=== Supplied information ===

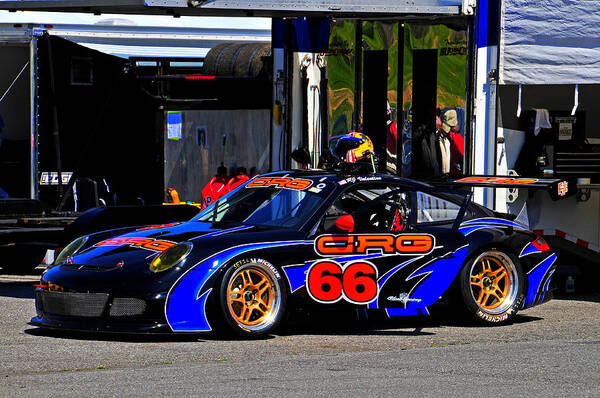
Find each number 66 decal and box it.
[306,260,379,304]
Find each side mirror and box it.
[335,214,354,232]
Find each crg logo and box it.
[315,234,435,256]
[246,177,312,191]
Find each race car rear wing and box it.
[436,176,577,200]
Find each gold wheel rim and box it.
[227,268,277,327]
[470,254,512,311]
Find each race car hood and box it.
[42,221,302,291]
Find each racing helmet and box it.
[329,131,375,163]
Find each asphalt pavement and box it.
[0,268,600,397]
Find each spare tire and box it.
[202,43,271,77]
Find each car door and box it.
[306,184,466,316]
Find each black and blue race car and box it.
[31,170,566,335]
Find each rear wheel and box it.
[220,258,287,336]
[461,249,524,325]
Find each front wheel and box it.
[220,258,287,336]
[461,249,525,325]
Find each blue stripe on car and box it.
[523,254,556,308]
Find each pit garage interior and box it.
[0,18,271,212]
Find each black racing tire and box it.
[219,258,287,337]
[460,248,525,326]
[0,246,46,274]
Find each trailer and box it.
[0,14,270,272]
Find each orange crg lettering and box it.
[396,235,434,253]
[315,235,354,254]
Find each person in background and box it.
[386,101,398,163]
[202,164,230,209]
[440,109,465,175]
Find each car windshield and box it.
[192,177,333,229]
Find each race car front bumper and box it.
[30,289,172,333]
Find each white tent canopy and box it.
[500,0,600,85]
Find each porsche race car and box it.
[31,170,565,336]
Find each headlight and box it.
[150,243,192,272]
[54,236,87,264]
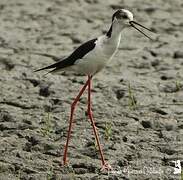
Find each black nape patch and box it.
[112,9,122,21]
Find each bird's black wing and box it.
[35,38,97,72]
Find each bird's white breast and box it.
[73,35,121,75]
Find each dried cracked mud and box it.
[0,0,183,180]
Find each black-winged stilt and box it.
[36,9,154,169]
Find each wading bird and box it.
[36,9,154,170]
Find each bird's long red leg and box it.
[88,76,112,170]
[63,79,89,165]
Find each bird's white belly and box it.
[74,49,112,75]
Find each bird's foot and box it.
[101,162,112,171]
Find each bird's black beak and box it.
[129,21,153,40]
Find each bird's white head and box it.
[107,9,152,39]
[112,9,133,28]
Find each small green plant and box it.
[128,83,137,110]
[46,166,54,180]
[175,80,181,91]
[41,112,53,136]
[105,122,112,141]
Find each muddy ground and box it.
[0,0,183,180]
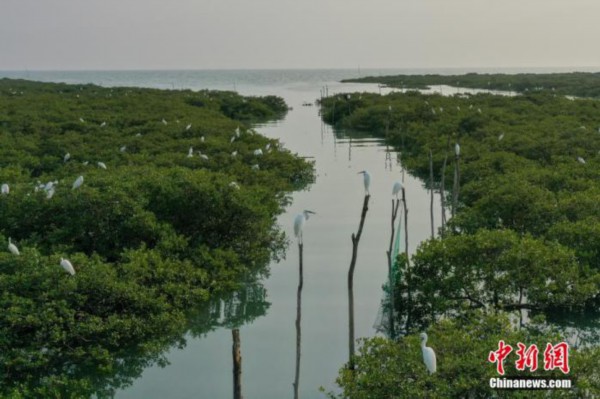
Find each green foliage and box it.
[0,79,313,398]
[343,72,600,97]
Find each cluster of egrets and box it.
[294,169,436,374]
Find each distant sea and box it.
[0,67,600,94]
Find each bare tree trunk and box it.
[294,243,304,399]
[429,150,435,238]
[231,328,243,399]
[348,195,371,370]
[402,188,412,331]
[387,199,400,339]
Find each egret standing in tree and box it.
[72,176,83,190]
[8,237,21,255]
[421,333,437,374]
[358,170,371,195]
[392,181,404,198]
[294,209,315,244]
[60,258,75,276]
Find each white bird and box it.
[8,237,21,255]
[294,209,315,244]
[60,258,75,276]
[357,170,371,195]
[72,176,83,190]
[421,333,437,374]
[392,181,404,198]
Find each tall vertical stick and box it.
[429,150,435,238]
[294,242,304,399]
[231,328,243,399]
[387,199,400,339]
[348,194,371,370]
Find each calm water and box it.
[0,70,596,399]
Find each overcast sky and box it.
[0,0,600,70]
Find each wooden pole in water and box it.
[402,187,412,331]
[231,328,243,399]
[294,242,304,399]
[387,199,400,339]
[429,150,435,238]
[348,194,371,370]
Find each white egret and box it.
[421,333,437,374]
[60,258,75,276]
[294,209,315,244]
[8,237,21,255]
[392,181,404,198]
[72,176,83,190]
[357,170,371,195]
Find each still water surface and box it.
[2,70,564,399]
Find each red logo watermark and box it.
[488,340,570,375]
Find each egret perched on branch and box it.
[60,258,75,276]
[8,237,21,255]
[72,176,83,190]
[392,181,404,198]
[357,170,371,195]
[421,333,437,374]
[294,209,315,244]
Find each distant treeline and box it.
[342,72,600,98]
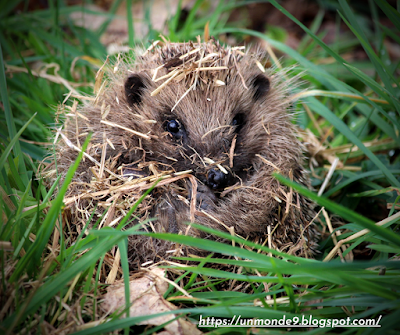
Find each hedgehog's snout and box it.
[206,168,233,190]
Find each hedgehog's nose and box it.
[207,169,228,189]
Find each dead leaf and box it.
[102,269,203,335]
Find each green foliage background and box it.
[0,0,400,334]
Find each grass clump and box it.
[0,0,400,334]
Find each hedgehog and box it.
[52,38,318,268]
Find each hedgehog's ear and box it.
[251,74,270,101]
[125,74,146,106]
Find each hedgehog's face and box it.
[125,67,285,202]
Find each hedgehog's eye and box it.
[231,113,245,133]
[165,119,186,139]
[167,120,181,134]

===

__Exercise objective__. Render all of the data above as a JSON list of strings, one string per line, with blank lines skipped. Leave the pictures out.

__Exercise output__.
[
  "Find each number 66 decal and box it.",
  "[306,260,379,304]",
  "Find each side mirror and box it.",
  "[335,214,354,232]",
  "Find each crg logo and box it.",
  "[315,234,435,256]",
  "[246,177,312,191]",
  "Find each race car rear wing and box it.",
  "[436,176,577,200]",
  "Find each gold wheel rim and box it.",
  "[227,268,277,327]",
  "[470,254,512,311]",
  "Find each race car hood and box it.",
  "[42,221,302,291]",
  "Find each racing helmet and box it.",
  "[329,131,375,163]",
  "Find each asphalt pavement and box it.",
  "[0,268,600,397]",
  "Find each spare tire and box it.",
  "[202,43,271,77]",
  "Find each car door and box it.",
  "[306,184,466,316]",
  "Find each black and blue race car and box it.",
  "[31,170,566,335]",
  "Find each rear wheel and box it.",
  "[220,258,287,336]",
  "[461,249,524,325]",
  "Find each front wheel and box it.",
  "[220,258,287,336]",
  "[461,249,525,325]",
  "Find each blue stripe on car and box it.",
  "[523,254,556,308]",
  "Find each pit garage interior and box it.",
  "[0,18,271,212]",
  "Find each black racing tire and box it.",
  "[219,258,287,337]",
  "[460,248,525,326]",
  "[0,246,46,274]",
  "Find each trailer and box it.",
  "[0,14,270,272]",
  "Find each orange crg lettering and box it.",
  "[396,235,434,253]",
  "[315,235,354,254]",
  "Find each person in background and box it.",
  "[386,101,398,163]",
  "[202,164,230,209]",
  "[440,109,465,175]",
  "Find each car windshield and box it.",
  "[192,177,333,229]",
  "Find each race car front bumper and box it.",
  "[30,289,172,333]",
  "Find each white tent canopy and box it.",
  "[500,0,600,85]",
  "Find each porsche race car and box it.",
  "[31,170,565,336]",
  "Find each headlight and box it.",
  "[150,243,192,272]",
  "[54,236,87,264]",
  "Find each black nape patch and box it.",
  "[112,9,122,21]",
  "Find each bird's black wing and box it.",
  "[35,38,97,72]",
  "Find each bird's white breast and box it.",
  "[73,35,121,75]",
  "Find each dried cracked mud and box it.",
  "[0,0,183,180]",
  "Find each black-winged stilt and box it.",
  "[36,9,154,169]",
  "Find each wading bird and box it.",
  "[36,9,154,170]",
  "Find each bird's long red leg and box it.",
  "[88,76,112,170]",
  "[63,79,89,165]",
  "Find each bird's white belly and box it.",
  "[74,49,112,75]",
  "Find each bird's foot and box it.",
  "[101,162,112,171]",
  "Find each bird's black beak and box it.",
  "[129,21,153,40]",
  "Find each bird's white head and box it.",
  "[107,9,152,39]",
  "[112,9,133,28]",
  "Find each small green plant and box it.",
  "[128,83,137,110]",
  "[46,166,54,180]",
  "[175,80,181,91]",
  "[41,112,53,136]",
  "[105,122,112,141]",
  "Find each muddy ground and box it.",
  "[0,0,183,180]",
  "Find each green foliage and box it.",
  "[0,79,313,398]",
  "[343,72,600,97]",
  "Find each cluster of egrets and box it.",
  "[294,169,436,374]",
  "Find each distant sea and box it.",
  "[0,67,600,94]",
  "Find each bare tree trunk and box it.",
  "[294,243,304,399]",
  "[429,150,435,238]",
  "[231,328,243,399]",
  "[348,195,371,370]",
  "[402,188,412,331]",
  "[387,199,400,339]",
  "Find each egret standing in tree and box it.",
  "[72,176,83,190]",
  "[8,237,21,255]",
  "[421,333,437,374]",
  "[358,170,371,195]",
  "[392,181,404,198]",
  "[294,209,315,244]",
  "[60,258,75,276]",
  "Find each white bird and box it.",
  "[8,237,21,255]",
  "[294,209,315,244]",
  "[60,258,75,276]",
  "[357,170,371,195]",
  "[72,176,83,190]",
  "[421,333,437,374]",
  "[392,181,404,198]",
  "Find each tall vertical stick and box it.",
  "[429,150,435,238]",
  "[294,242,304,399]",
  "[231,328,243,399]",
  "[387,199,400,339]",
  "[348,194,371,370]",
  "Find each calm water and box it.",
  "[0,70,596,399]",
  "Find each overcast sky and box it.",
  "[0,0,600,70]",
  "Find each wooden pole in water and box it.",
  "[402,187,412,331]",
  "[231,328,243,399]",
  "[294,242,304,399]",
  "[387,199,400,339]",
  "[429,150,435,238]",
  "[348,194,371,370]",
  "Find each white egret and box it.",
  "[421,333,437,374]",
  "[60,258,75,276]",
  "[294,209,315,244]",
  "[8,237,21,255]",
  "[392,181,404,198]",
  "[72,176,83,190]",
  "[357,170,371,195]",
  "Find each still water surface and box it.",
  "[2,70,564,399]",
  "Find each red logo watermark and box it.",
  "[488,340,570,375]",
  "Find each egret perched on branch and box it.",
  "[60,258,75,276]",
  "[8,237,21,255]",
  "[72,176,83,190]",
  "[392,181,404,198]",
  "[357,170,371,195]",
  "[421,333,437,374]",
  "[294,209,315,244]",
  "Find each distant treeline and box it.",
  "[342,72,600,98]",
  "Find each hedgehog's snout and box it.",
  "[206,168,233,190]",
  "Find each hedgehog's nose and box it.",
  "[207,169,228,189]",
  "Find each dead leaf and box it.",
  "[102,269,203,335]",
  "Find each green foliage background and box it.",
  "[0,0,400,334]",
  "Find each grass clump and box it.",
  "[0,0,400,334]",
  "Find each hedgehog and box it.",
  "[52,38,318,268]",
  "Find each hedgehog's ear and box it.",
  "[251,74,270,101]",
  "[125,74,146,106]",
  "Find each hedgehog's face and box it.",
  "[125,67,285,202]",
  "Find each hedgehog's eye and box it.",
  "[231,113,245,133]",
  "[165,119,186,139]",
  "[167,120,181,134]"
]